What you need to do → Copy out the lines from the start of the records through the line that contains "660L1197 702L1148 798L1146", both ends included, with each character unchanged. Omit the pictures from your answer.

(Data supplied begins)

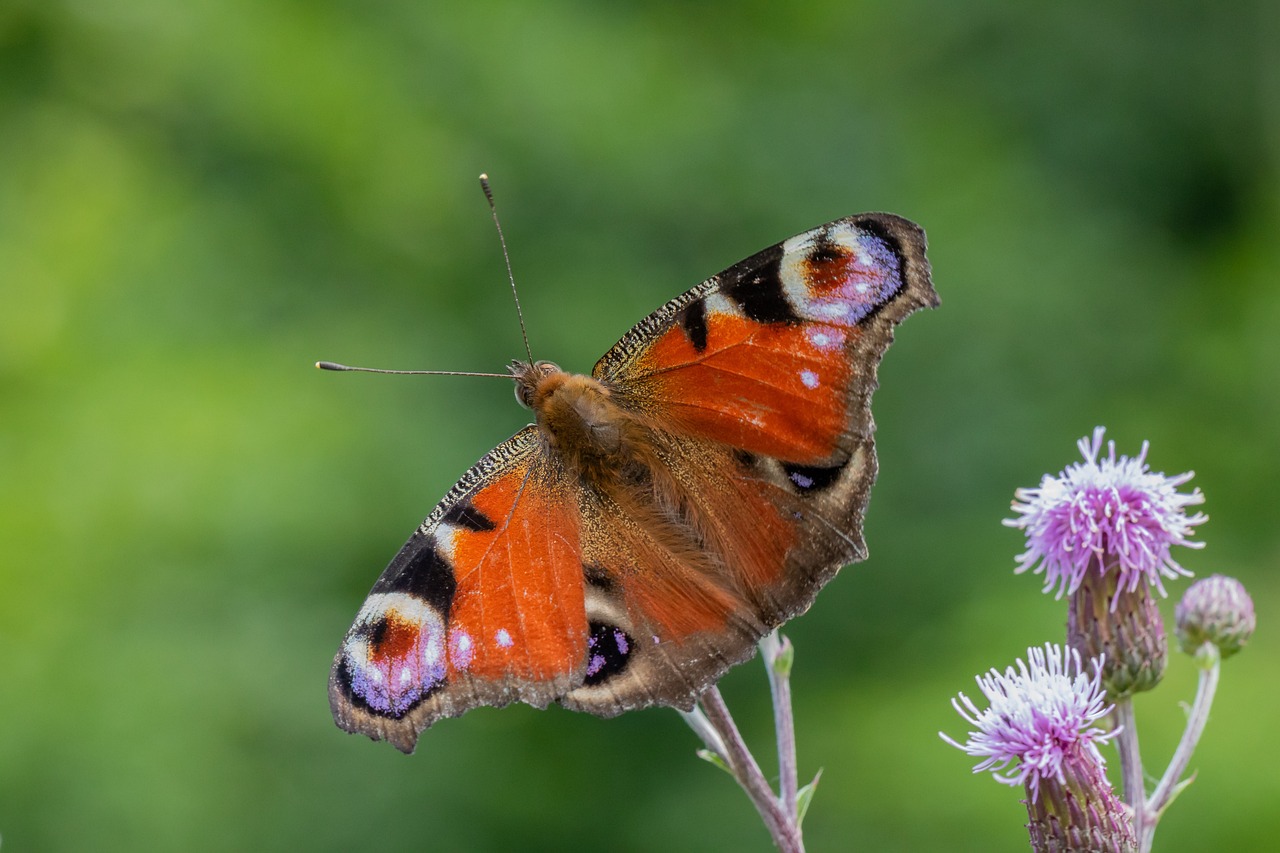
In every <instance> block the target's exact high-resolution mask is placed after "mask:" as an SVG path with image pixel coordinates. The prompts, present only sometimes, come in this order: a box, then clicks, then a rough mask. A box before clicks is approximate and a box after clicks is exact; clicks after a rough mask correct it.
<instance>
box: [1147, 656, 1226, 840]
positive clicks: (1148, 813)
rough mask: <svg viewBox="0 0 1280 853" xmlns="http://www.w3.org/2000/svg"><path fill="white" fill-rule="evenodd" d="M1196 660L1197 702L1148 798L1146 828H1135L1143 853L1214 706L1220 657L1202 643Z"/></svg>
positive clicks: (1192, 752) (1186, 766) (1169, 800)
mask: <svg viewBox="0 0 1280 853" xmlns="http://www.w3.org/2000/svg"><path fill="white" fill-rule="evenodd" d="M1197 657H1198V658H1201V657H1203V658H1206V660H1207V666H1203V667H1202V669H1201V674H1199V684H1198V685H1197V688H1196V701H1194V703H1193V704H1192V711H1190V713H1189V715H1188V717H1187V729H1185V730H1184V731H1183V738H1181V740H1180V742H1179V743H1178V749H1175V751H1174V757H1172V758H1171V760H1170V761H1169V768H1167V770H1165V775H1164V776H1161V779H1160V784H1158V785H1156V790H1155V792H1152V794H1151V799H1148V800H1147V806H1146V813H1147V816H1148V821H1149V825H1137V829H1138V830H1139V836H1138V838H1139V841H1140V844H1142V847H1140V849H1142V850H1143V852H1144V853H1146V852H1147V850H1151V844H1152V840H1153V839H1155V835H1156V821H1158V820H1160V816H1161V815H1162V813H1164V811H1165V808H1166V807H1167V806H1169V803H1171V802H1172V799H1174V797H1176V795H1178V793H1179V790H1180V785H1179V780H1180V779H1181V777H1183V774H1184V772H1187V766H1188V765H1189V763H1190V761H1192V753H1194V752H1196V745H1197V744H1198V743H1199V739H1201V735H1202V734H1203V733H1204V725H1206V724H1207V722H1208V712H1210V708H1211V707H1212V706H1213V694H1215V693H1216V692H1217V679H1219V675H1220V672H1221V658H1220V656H1219V651H1217V647H1216V646H1213V644H1212V643H1204V644H1203V646H1202V647H1201V648H1199V651H1198V652H1197Z"/></svg>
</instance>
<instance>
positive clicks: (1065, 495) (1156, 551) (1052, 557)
mask: <svg viewBox="0 0 1280 853" xmlns="http://www.w3.org/2000/svg"><path fill="white" fill-rule="evenodd" d="M1105 433H1106V429H1105V428H1103V427H1097V428H1094V430H1093V439H1092V442H1091V441H1089V438H1088V437H1085V438H1082V439H1080V441H1079V442H1078V444H1076V446H1078V447H1079V448H1080V455H1082V456H1084V461H1083V462H1075V464H1074V465H1069V466H1068V467H1066V469H1065V470H1064V471H1062V473H1061V474H1059V475H1057V476H1050V475H1047V474H1046V475H1044V478H1043V479H1042V480H1041V484H1039V488H1032V489H1025V488H1024V489H1018V491H1016V492H1015V497H1016V498H1018V500H1016V501H1014V505H1012V508H1014V512H1018V514H1019V516H1020V517H1016V519H1006V520H1005V524H1006V525H1007V526H1011V528H1019V529H1021V530H1024V532H1025V533H1027V551H1024V552H1023V553H1021V556H1019V557H1018V564H1019V565H1018V569H1016V571H1018V573H1023V571H1027V570H1032V571H1033V573H1036V574H1039V573H1041V571H1043V573H1044V592H1048V590H1051V589H1053V588H1055V587H1056V588H1057V596H1059V597H1060V598H1061V597H1062V594H1064V593H1073V592H1075V589H1076V588H1078V587H1079V585H1080V583H1082V581H1083V580H1084V576H1085V574H1087V573H1088V570H1089V566H1091V564H1092V565H1097V566H1098V567H1100V570H1101V571H1103V573H1105V571H1107V570H1110V569H1112V567H1115V569H1117V570H1119V579H1117V585H1116V589H1117V592H1119V590H1121V589H1128V590H1133V589H1135V588H1137V587H1138V584H1140V583H1142V581H1143V579H1146V580H1147V581H1148V583H1149V584H1151V585H1153V587H1156V589H1158V590H1160V594H1161V596H1164V594H1165V588H1164V583H1162V578H1178V576H1180V575H1190V573H1189V571H1187V570H1185V569H1183V567H1181V566H1180V565H1179V564H1178V562H1176V561H1175V560H1174V558H1172V557H1171V556H1170V548H1171V547H1172V546H1185V547H1188V548H1202V547H1203V543H1202V542H1189V540H1188V537H1190V535H1192V534H1193V533H1194V530H1193V529H1192V528H1194V526H1196V525H1198V524H1203V523H1204V521H1206V520H1207V516H1206V515H1203V514H1201V512H1197V514H1196V515H1193V516H1188V515H1187V507H1189V506H1194V505H1197V503H1203V502H1204V496H1203V494H1201V491H1199V489H1194V491H1193V492H1190V493H1189V494H1187V493H1180V492H1179V491H1178V487H1180V485H1183V484H1184V483H1187V482H1188V480H1190V479H1192V476H1193V473H1192V471H1187V473H1185V474H1179V475H1176V476H1166V475H1164V474H1156V473H1152V471H1149V470H1148V467H1147V461H1146V460H1147V448H1148V443H1147V442H1143V443H1142V452H1139V453H1138V456H1137V457H1134V459H1130V457H1128V456H1119V457H1117V456H1116V447H1115V442H1108V443H1107V448H1108V453H1107V456H1105V457H1101V459H1100V456H1098V455H1100V452H1101V450H1102V435H1103V434H1105Z"/></svg>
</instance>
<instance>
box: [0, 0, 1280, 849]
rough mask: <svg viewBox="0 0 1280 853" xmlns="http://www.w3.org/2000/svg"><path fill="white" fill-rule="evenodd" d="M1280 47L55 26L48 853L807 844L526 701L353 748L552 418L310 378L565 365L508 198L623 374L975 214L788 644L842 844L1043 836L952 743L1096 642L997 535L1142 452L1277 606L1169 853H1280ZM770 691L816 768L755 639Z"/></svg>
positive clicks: (15, 353) (919, 23)
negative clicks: (1081, 472) (833, 227)
mask: <svg viewBox="0 0 1280 853" xmlns="http://www.w3.org/2000/svg"><path fill="white" fill-rule="evenodd" d="M1117 5H1121V8H1115V6H1117ZM1276 44H1280V13H1277V8H1276V5H1275V4H1271V3H1265V1H1261V3H1256V4H1251V3H1243V1H1242V3H1235V4H1231V5H1230V10H1228V8H1226V6H1216V5H1212V4H1199V3H1135V4H1111V3H1075V4H1069V5H1066V4H1064V5H1061V6H1057V8H1034V9H1032V8H1030V6H1029V5H1028V6H1027V8H1016V6H1015V5H1011V4H1004V3H963V4H961V3H922V1H918V0H916V1H910V0H909V1H906V3H901V1H893V3H890V1H879V3H873V1H865V3H806V4H804V5H799V4H792V5H782V4H767V3H719V4H684V3H644V4H609V5H607V4H596V3H582V1H579V3H572V1H567V0H552V1H545V3H539V4H522V3H511V1H508V3H485V1H480V3H470V4H429V3H421V1H419V3H412V1H408V0H401V1H393V0H385V1H381V3H343V1H325V3H315V1H312V3H302V1H288V0H269V1H264V0H257V1H253V3H250V1H247V0H223V1H219V3H214V1H207V0H193V1H191V3H182V4H173V3H165V1H159V0H150V1H148V0H125V1H120V3H95V1H91V0H79V1H70V0H68V1H47V0H45V1H40V0H8V1H6V3H4V4H3V5H0V546H3V547H0V579H3V580H0V583H3V587H0V679H3V688H0V836H3V839H4V845H5V847H4V849H6V850H8V849H13V850H28V849H29V850H72V849H74V850H78V849H104V850H105V849H122V850H133V849H187V850H206V849H207V850H225V849H317V850H319V849H362V848H370V849H371V848H378V849H384V850H394V849H406V850H408V849H440V850H512V849H527V850H567V849H584V850H594V849H609V850H653V849H676V850H739V849H760V850H763V849H768V848H769V841H768V838H767V835H765V833H764V830H763V829H762V827H760V825H759V821H758V820H756V817H755V815H754V812H753V811H751V808H750V806H749V803H748V800H746V798H745V797H744V795H742V794H741V793H740V792H739V790H737V789H736V788H735V785H733V784H732V783H731V781H730V780H728V777H726V776H724V775H722V774H721V772H719V771H717V770H714V768H713V767H712V766H709V765H707V763H704V762H701V761H698V760H696V758H695V757H694V749H695V747H696V745H698V744H696V743H695V739H694V736H692V735H691V733H690V731H687V729H685V726H684V725H682V722H681V721H680V719H678V717H677V716H676V715H675V713H673V712H671V711H666V710H652V711H644V712H636V713H631V715H626V716H623V717H621V719H617V720H612V721H602V720H596V719H594V717H589V716H584V715H575V713H570V712H567V711H563V710H558V708H553V710H550V711H547V712H538V711H532V710H530V708H526V707H522V706H518V707H511V708H506V710H500V711H494V710H488V708H486V710H479V711H475V712H472V713H468V715H467V716H466V717H463V719H460V720H449V721H444V722H442V724H440V725H439V726H436V727H434V729H431V730H430V731H429V733H426V734H425V736H424V738H422V742H421V744H420V747H419V751H417V753H416V754H415V756H412V757H404V756H402V754H399V753H397V752H396V751H394V749H392V748H390V747H388V745H387V744H375V743H370V742H369V740H366V739H364V738H355V736H348V735H346V734H343V733H340V731H339V730H338V729H335V727H334V725H333V722H332V720H330V716H329V708H328V699H326V694H325V679H326V675H328V670H329V663H330V660H332V656H333V652H334V649H335V647H337V644H338V640H339V638H340V637H342V634H343V631H344V630H346V629H347V626H348V624H349V621H351V619H352V616H353V615H355V612H356V610H357V608H358V606H360V602H361V601H362V597H364V594H365V593H366V590H367V589H369V587H370V585H371V584H372V581H374V580H375V579H376V576H378V574H379V573H380V571H381V569H383V566H384V565H385V562H387V561H388V560H389V558H390V557H392V555H394V553H396V551H397V549H398V548H399V546H401V543H402V542H403V539H404V538H407V537H408V534H410V533H411V532H412V529H413V526H415V525H416V524H417V523H419V521H420V519H421V517H422V515H425V514H426V512H428V510H430V507H431V506H434V505H435V502H436V501H438V500H439V497H440V496H442V494H443V493H444V491H445V489H447V488H448V487H449V484H451V483H452V482H453V480H454V478H456V476H457V475H458V474H461V473H462V471H463V470H465V469H466V467H467V466H468V465H470V464H471V462H474V461H475V460H476V459H477V457H479V456H480V455H481V453H484V452H485V451H486V450H488V448H489V447H490V446H493V444H494V443H497V442H498V441H500V439H503V438H506V437H507V435H508V434H511V433H512V432H515V430H516V429H517V428H518V427H521V425H522V424H524V423H526V414H525V412H524V411H522V410H520V409H517V407H516V406H515V405H513V402H512V398H511V389H509V387H507V386H506V384H503V383H494V382H492V380H484V379H421V378H419V379H407V378H388V377H355V375H353V377H343V375H335V374H321V373H319V371H316V370H314V369H312V368H311V364H312V362H314V361H315V360H317V359H335V360H346V361H351V362H356V364H371V365H375V366H398V368H436V369H456V370H495V369H497V370H500V369H502V368H503V365H504V364H506V362H507V360H509V359H511V357H513V356H516V355H518V353H520V352H521V345H520V334H518V330H517V327H516V324H515V319H513V311H512V307H511V298H509V293H508V288H507V284H506V279H504V272H503V266H502V257H500V255H499V252H498V245H497V240H495V236H494V233H493V225H492V223H490V222H489V218H488V209H486V207H485V204H484V200H483V197H481V193H480V191H479V187H477V186H476V175H477V174H479V173H480V172H481V170H486V172H489V173H490V175H492V177H493V181H494V188H495V191H497V195H498V202H499V207H500V209H502V211H503V220H504V225H506V229H507V237H508V240H509V242H511V248H512V254H513V259H512V260H513V264H515V270H516V275H517V278H518V280H520V283H521V287H522V291H521V292H522V297H524V301H525V315H526V318H527V321H529V327H530V338H531V341H532V346H534V351H535V353H538V355H539V356H540V357H548V359H554V360H557V361H559V362H561V364H563V365H564V366H567V368H572V369H577V370H586V369H589V368H590V365H591V364H593V362H594V361H595V359H596V357H599V355H600V353H603V352H604V351H605V348H608V347H609V346H611V345H612V343H613V342H614V341H616V339H617V338H618V337H620V336H621V334H622V333H623V332H625V330H626V329H627V328H628V327H630V325H631V324H632V323H635V321H636V320H639V319H640V318H641V316H643V315H645V314H646V313H649V311H650V310H653V309H654V307H657V306H658V305H659V304H662V302H663V301H666V300H667V298H669V297H672V296H675V295H676V293H678V292H681V291H682V289H686V288H687V287H691V286H692V284H694V283H696V282H698V280H701V279H703V278H705V277H708V275H710V274H713V273H716V272H717V270H719V269H722V268H724V266H727V265H728V264H731V263H733V261H736V260H739V259H741V257H744V256H746V255H749V254H751V252H754V251H756V250H759V248H762V247H764V246H767V245H771V243H773V242H776V241H778V240H781V238H783V237H787V236H790V234H794V233H796V232H799V231H803V229H805V228H809V227H812V225H815V224H818V223H822V222H826V220H829V219H835V218H837V216H842V215H847V214H851V213H855V211H861V210H892V211H896V213H900V214H904V215H906V216H910V218H911V219H915V220H918V222H919V223H922V224H923V225H924V227H925V228H927V231H928V233H929V240H931V257H932V261H933V269H934V279H936V283H937V287H938V291H940V293H941V295H942V301H943V305H942V307H941V309H940V310H938V311H933V313H928V314H923V315H916V316H913V318H911V319H910V320H909V321H908V323H906V324H905V325H904V327H902V329H901V332H900V334H899V342H897V343H896V345H895V347H893V348H892V351H891V352H890V353H888V356H887V359H886V362H884V365H883V369H882V374H881V379H882V384H883V387H882V389H881V391H879V393H878V396H877V400H876V418H877V421H878V424H879V448H881V460H882V465H881V482H879V484H878V485H877V489H876V494H874V498H873V501H872V506H870V511H869V517H868V540H869V546H870V553H872V556H870V558H869V560H868V561H867V562H864V564H861V565H859V566H856V567H854V569H850V570H846V571H845V573H844V574H842V575H841V576H840V578H838V579H837V580H836V581H833V583H832V584H831V585H829V587H828V588H827V589H826V590H824V592H823V594H822V596H820V597H819V599H818V602H817V605H815V606H814V607H813V610H812V611H810V613H808V615H806V616H804V617H803V619H799V620H797V621H795V622H794V624H792V625H791V626H790V628H788V634H790V635H791V637H792V639H794V640H795V643H796V646H797V648H799V657H797V663H796V669H795V679H794V689H795V702H796V715H797V725H799V739H800V763H801V772H803V774H806V775H812V774H813V772H815V771H817V770H818V768H819V767H822V768H824V775H823V779H822V786H820V790H819V792H818V797H817V799H815V800H814V803H813V807H812V809H810V812H809V820H808V824H806V836H808V841H809V848H810V849H812V850H815V852H817V850H833V849H864V850H919V849H955V850H1021V849H1025V848H1027V840H1025V834H1024V830H1023V829H1021V824H1023V822H1024V818H1025V813H1024V809H1023V807H1021V806H1020V803H1019V799H1020V797H1021V794H1020V792H1018V790H1015V789H1009V788H1005V786H1001V785H997V784H995V783H993V781H992V780H991V779H988V777H986V776H982V777H972V776H970V772H969V768H970V766H972V763H973V762H972V760H969V758H966V757H965V756H963V754H960V753H959V752H957V751H955V749H952V748H950V747H947V745H945V744H943V743H942V742H941V740H940V739H938V736H937V731H938V730H940V729H945V730H947V731H948V733H951V734H954V735H963V734H964V724H963V721H961V720H960V719H959V717H957V716H956V715H955V712H954V711H952V710H951V707H950V704H948V699H950V697H951V695H952V694H954V693H955V692H957V690H969V692H972V686H973V680H972V679H973V675H974V674H977V672H979V671H982V670H984V669H987V667H989V666H1001V667H1004V666H1006V665H1007V663H1010V662H1012V660H1014V657H1016V656H1019V654H1021V653H1023V652H1024V649H1025V648H1027V646H1029V644H1039V643H1042V642H1044V640H1048V639H1060V638H1061V637H1062V626H1064V605H1062V603H1060V602H1055V601H1052V598H1050V597H1046V596H1041V594H1039V592H1038V589H1039V584H1038V580H1037V579H1036V578H1029V576H1014V575H1012V574H1011V569H1012V566H1014V560H1012V558H1014V555H1015V553H1018V552H1019V551H1020V548H1021V539H1020V535H1019V534H1018V533H1016V532H1012V530H1007V529H1004V528H1002V526H1001V524H1000V520H1001V519H1002V517H1005V516H1006V515H1009V501H1010V498H1011V496H1012V491H1014V488H1015V487H1019V485H1033V484H1034V483H1037V482H1038V479H1039V476H1041V474H1043V473H1044V471H1050V470H1052V471H1057V470H1060V469H1061V467H1062V466H1064V465H1066V464H1068V462H1070V461H1073V460H1074V459H1076V451H1075V448H1074V442H1075V439H1076V438H1079V437H1080V435H1084V434H1087V433H1088V432H1089V430H1091V429H1092V428H1093V427H1094V425H1096V424H1105V425H1107V427H1108V428H1110V430H1111V432H1110V433H1108V435H1110V437H1112V438H1115V439H1116V441H1117V442H1119V444H1120V450H1121V451H1123V452H1129V453H1134V452H1137V451H1138V448H1139V447H1140V442H1142V439H1144V438H1149V439H1151V442H1152V451H1151V462H1152V465H1153V467H1155V469H1156V470H1165V471H1169V473H1176V471H1183V470H1187V469H1194V470H1196V471H1197V476H1196V480H1194V483H1196V484H1198V485H1199V487H1201V488H1202V489H1203V491H1204V493H1206V496H1207V505H1206V507H1204V508H1206V510H1207V511H1208V514H1210V515H1211V516H1212V520H1211V521H1210V523H1208V524H1206V525H1204V526H1202V528H1201V529H1199V538H1202V539H1204V540H1206V542H1207V543H1208V547H1207V548H1206V549H1204V551H1199V552H1184V553H1183V555H1181V557H1183V558H1184V562H1185V565H1187V566H1188V567H1190V569H1193V570H1196V571H1197V573H1199V574H1210V573H1213V571H1222V573H1228V574H1231V575H1235V576H1239V578H1240V579H1243V580H1244V581H1245V584H1247V585H1248V588H1249V589H1251V592H1252V594H1253V597H1254V601H1256V602H1257V606H1258V612H1260V622H1261V628H1260V631H1258V635H1257V638H1256V642H1254V643H1253V646H1252V647H1251V648H1249V649H1247V651H1245V652H1244V653H1243V654H1240V656H1239V657H1236V658H1233V660H1230V661H1228V663H1226V666H1225V672H1224V681H1222V686H1221V690H1220V694H1219V702H1217V704H1216V706H1215V708H1213V719H1212V721H1211V724H1210V727H1208V730H1207V734H1206V735H1204V739H1203V742H1202V744H1201V748H1199V751H1198V753H1197V756H1196V761H1194V766H1196V767H1197V768H1198V770H1199V779H1198V781H1197V783H1196V784H1194V785H1193V786H1192V788H1190V789H1189V790H1188V792H1187V793H1185V794H1184V797H1183V798H1181V799H1180V800H1179V802H1178V803H1176V804H1175V806H1174V807H1172V809H1171V811H1170V812H1169V815H1167V817H1166V820H1165V822H1164V824H1162V826H1161V830H1160V834H1158V835H1157V843H1158V848H1160V849H1164V850H1203V849H1231V850H1244V849H1272V848H1274V844H1275V839H1276V836H1277V834H1280V816H1277V812H1276V809H1275V803H1276V802H1277V799H1280V775H1277V774H1276V772H1275V767H1274V766H1272V765H1271V763H1270V762H1271V761H1274V760H1275V758H1276V756H1277V754H1280V735H1277V733H1276V726H1275V713H1276V707H1277V702H1280V686H1277V680H1276V663H1275V661H1276V653H1277V640H1276V639H1275V638H1276V631H1275V629H1274V625H1275V616H1274V615H1275V613H1276V605H1277V603H1280V585H1277V581H1276V573H1275V569H1276V566H1277V562H1280V535H1277V532H1276V523H1275V516H1276V506H1277V502H1276V497H1275V496H1276V483H1277V480H1280V456H1277V437H1276V427H1277V424H1280V394H1277V373H1280V334H1277V332H1276V329H1277V328H1280V287H1277V273H1280V248H1277V242H1276V234H1277V216H1280V53H1277V51H1276V47H1275V45H1276ZM1184 588H1185V584H1184V583H1179V584H1174V585H1172V589H1174V596H1175V597H1176V596H1178V594H1179V593H1180V590H1181V589H1184ZM1172 601H1174V598H1171V599H1170V601H1169V602H1166V605H1167V611H1169V612H1170V613H1171V611H1172ZM1193 686H1194V671H1193V669H1192V666H1190V663H1189V661H1188V660H1187V658H1185V657H1181V656H1175V657H1174V660H1172V662H1171V665H1170V670H1169V675H1167V678H1166V681H1165V684H1164V685H1162V686H1161V688H1160V689H1158V690H1156V692H1155V693H1151V694H1147V695H1143V697H1140V698H1139V699H1138V702H1137V710H1138V715H1139V722H1140V725H1142V729H1140V734H1142V744H1143V748H1144V754H1146V760H1147V763H1148V768H1149V770H1151V771H1152V772H1157V774H1158V772H1160V771H1161V770H1162V767H1164V763H1165V761H1166V760H1167V756H1169V754H1170V752H1171V751H1172V747H1174V744H1175V742H1176V738H1178V735H1179V733H1180V730H1181V715H1183V711H1181V710H1180V707H1179V702H1185V701H1189V699H1190V697H1192V694H1193ZM724 689H726V694H727V697H728V701H730V704H731V707H733V708H735V710H736V712H737V715H739V717H740V722H741V724H742V725H744V727H745V730H746V733H748V736H749V738H751V739H753V742H754V743H755V744H756V751H758V754H760V756H762V760H763V761H764V763H765V766H767V770H769V768H771V767H772V761H771V758H769V756H771V738H769V726H771V721H769V716H768V712H769V708H768V699H767V689H765V681H764V678H763V672H762V671H760V667H759V665H758V663H750V665H746V666H744V667H740V669H739V670H736V671H735V672H732V674H731V675H730V676H728V679H727V680H726V685H724ZM1110 754H1111V756H1112V758H1114V753H1110Z"/></svg>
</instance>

(Data supplied ends)

Response to the task →
In every <instance> block the target's exact high-resolution mask is placed after "mask:" as an SVG path with image pixel coordinates. The prompts, present only sometimes, come in this order: a box, then clicks, then a rough mask. A box before clicks is approximate and a box after clicks is exact; clicks after a rough mask correct it.
<instance>
box: [1147, 656, 1226, 840]
positive clicks: (1148, 813)
rough mask: <svg viewBox="0 0 1280 853" xmlns="http://www.w3.org/2000/svg"><path fill="white" fill-rule="evenodd" d="M1196 660L1197 702L1148 798L1146 828H1135L1143 853L1214 706L1220 657L1202 643Z"/></svg>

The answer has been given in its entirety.